Exercise passage Block Start

Accessible NfL Blood Test Developed for Neurodegenerative Conditions
NfL test may help doctors see therapy effectiveness, disease progression
Labcorp has launched a widely accessible test that measures the levels of neurofilament light chain (NfL), a biomarker of nerve damage, to screen for signs of neurodegenerative diseases such as multiple sclerosis (MS).
The test is performed on a standard blood sample taken at a hospital, at the doctor’s office, or at any of Labcorp’s patient service centers. It can now be ordered by healthcare providers in the U.S.
“NfL is a simple, objective blood test that provides direct evidence of neuronal damage. In making this test widely available, Labcorp is supporting neurologists with a tool they’ve been asking for that enables faster diagnoses, better treatment decisions and improved patient care,” Brian Caveney, MD, chief medical officer and president of Labcorp Diagnostics, said in a company press release.
“It’s a major step forward in the monitoring and identification of patients with neuronal injury due to disease or trauma,” Caveney said.
MS is an neurodegenerative disorder in which the immune system erroneously attacks the myelin sheath that covers and protects nerve fibers, leading to progressive nerve damage.
Currently, there is no single test to diagnose MS and effective markers that help monitor disease progression and treatment effectiveness are also lacking.
NfL is a structural protein in nerve cells that gets released into the extracellular fluid when the cells are damaged. The protein can be detected in the blood and cerebrospinal fluid — the liquid surrounding the brain and spinal cord — at higher levels than normal in people with neurodegenerative conditions.
Measurements of NfL levels also seem to reflect the extent of nerve cell damage in MS. In a previous study, researchers showed a positive association between NfL levels and MRI measures of disease activity and treatment response. A correlation between NfL levels and the number of MS relapses, disability worsening, brain volume loss, and disease activity have also been described in other studies.
Yet, according to Labcorp, a reliable NfL test has not been widely available for patient care.
“This test will be impactful in helping many patients,” Joseph Volpe, neurology business segment and discipline director at Labcorp, said. “Serial use of NfL testing can help doctors to follow trends that indicate the effectiveness of medicines or therapies, or whether there is continued injury or disease progression.”
Factors such as sex and age, lifestyle, and presence of coexisting diseases may influence blood NfL levels. Therefore, the company advises caution when interpreting the results.
This assay has not yet been cleared or approved by the U.S. Food and Drug Administration and is not currently available in New York.

Exercise passage Block End

§ Exercise goal
According to the NfL test article, where can the blood sample for the test be taken? The entries that follow have no connection to the NfL test article.

Provided records Block Start

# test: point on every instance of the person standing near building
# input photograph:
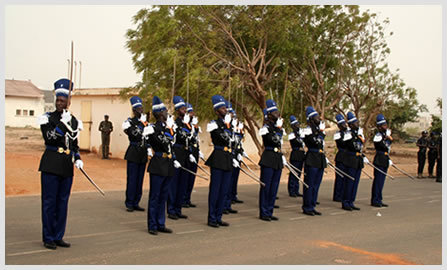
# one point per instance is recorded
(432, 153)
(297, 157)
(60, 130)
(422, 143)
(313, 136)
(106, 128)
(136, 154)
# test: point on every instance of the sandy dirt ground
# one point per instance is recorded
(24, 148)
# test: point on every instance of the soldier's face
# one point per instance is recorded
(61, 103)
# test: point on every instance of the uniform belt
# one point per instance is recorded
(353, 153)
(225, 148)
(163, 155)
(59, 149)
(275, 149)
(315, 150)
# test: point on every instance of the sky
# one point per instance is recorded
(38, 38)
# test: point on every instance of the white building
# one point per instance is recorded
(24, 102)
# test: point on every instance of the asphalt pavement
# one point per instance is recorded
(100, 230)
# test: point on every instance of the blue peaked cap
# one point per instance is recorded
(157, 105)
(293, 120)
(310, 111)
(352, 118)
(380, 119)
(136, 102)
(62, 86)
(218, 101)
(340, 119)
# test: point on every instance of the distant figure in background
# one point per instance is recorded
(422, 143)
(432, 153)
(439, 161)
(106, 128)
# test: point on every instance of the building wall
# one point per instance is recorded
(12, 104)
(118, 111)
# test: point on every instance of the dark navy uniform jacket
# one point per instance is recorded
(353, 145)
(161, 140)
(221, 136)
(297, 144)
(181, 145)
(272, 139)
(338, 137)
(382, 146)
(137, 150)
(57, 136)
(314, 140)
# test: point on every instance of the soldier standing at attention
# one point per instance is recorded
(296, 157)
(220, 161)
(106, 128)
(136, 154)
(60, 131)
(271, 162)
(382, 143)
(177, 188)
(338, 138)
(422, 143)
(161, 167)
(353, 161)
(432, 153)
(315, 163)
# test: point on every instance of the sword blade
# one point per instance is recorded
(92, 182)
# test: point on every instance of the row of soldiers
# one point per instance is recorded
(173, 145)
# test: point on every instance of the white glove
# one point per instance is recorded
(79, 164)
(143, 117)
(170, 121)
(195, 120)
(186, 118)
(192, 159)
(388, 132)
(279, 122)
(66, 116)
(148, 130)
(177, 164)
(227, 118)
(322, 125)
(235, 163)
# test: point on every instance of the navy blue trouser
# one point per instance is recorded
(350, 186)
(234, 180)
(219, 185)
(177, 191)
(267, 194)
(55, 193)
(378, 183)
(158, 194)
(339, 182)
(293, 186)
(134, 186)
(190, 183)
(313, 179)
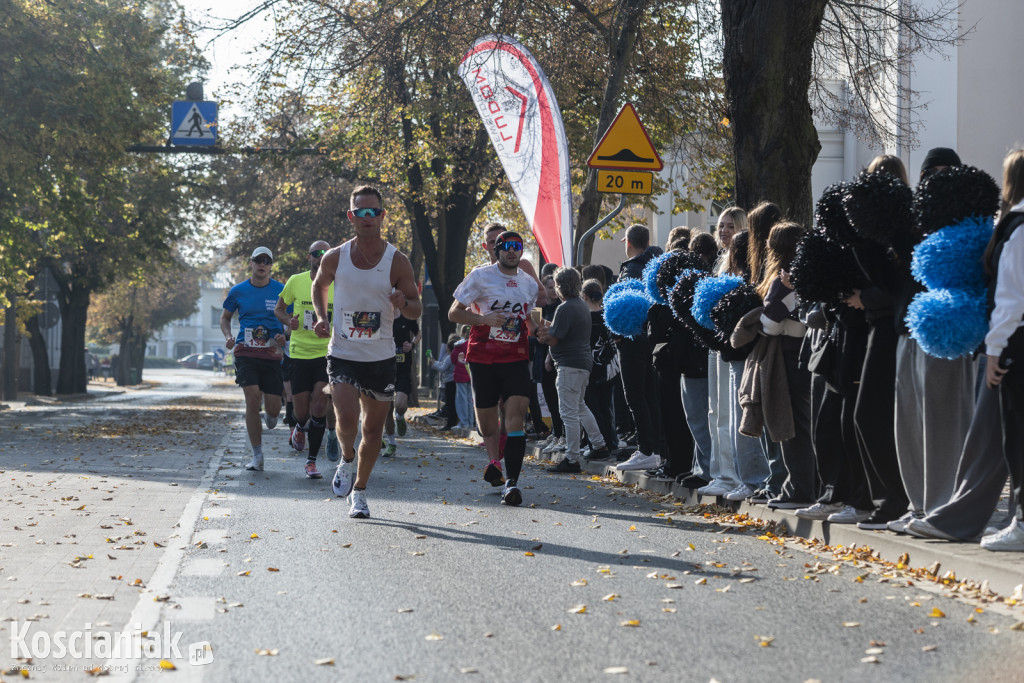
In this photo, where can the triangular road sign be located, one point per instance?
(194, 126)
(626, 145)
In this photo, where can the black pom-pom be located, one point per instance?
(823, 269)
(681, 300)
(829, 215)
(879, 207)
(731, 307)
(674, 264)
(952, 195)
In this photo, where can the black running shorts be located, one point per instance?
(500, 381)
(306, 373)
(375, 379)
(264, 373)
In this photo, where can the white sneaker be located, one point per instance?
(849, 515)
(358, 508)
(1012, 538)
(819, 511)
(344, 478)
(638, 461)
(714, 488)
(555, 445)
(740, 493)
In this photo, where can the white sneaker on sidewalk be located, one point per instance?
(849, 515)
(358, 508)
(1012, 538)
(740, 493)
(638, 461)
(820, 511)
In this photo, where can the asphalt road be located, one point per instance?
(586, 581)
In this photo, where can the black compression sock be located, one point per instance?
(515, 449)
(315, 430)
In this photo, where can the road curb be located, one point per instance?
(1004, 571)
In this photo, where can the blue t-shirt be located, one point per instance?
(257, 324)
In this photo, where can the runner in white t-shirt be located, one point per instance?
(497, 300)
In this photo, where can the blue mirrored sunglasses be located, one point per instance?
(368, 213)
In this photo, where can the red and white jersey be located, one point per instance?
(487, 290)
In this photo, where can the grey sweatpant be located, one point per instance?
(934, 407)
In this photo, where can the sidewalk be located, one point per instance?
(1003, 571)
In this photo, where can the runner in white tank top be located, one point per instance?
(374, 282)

Provided records Block End

§ Solution to this problem
At a hospital, at the doctor's office, or at any of Labcorp's patient service centers.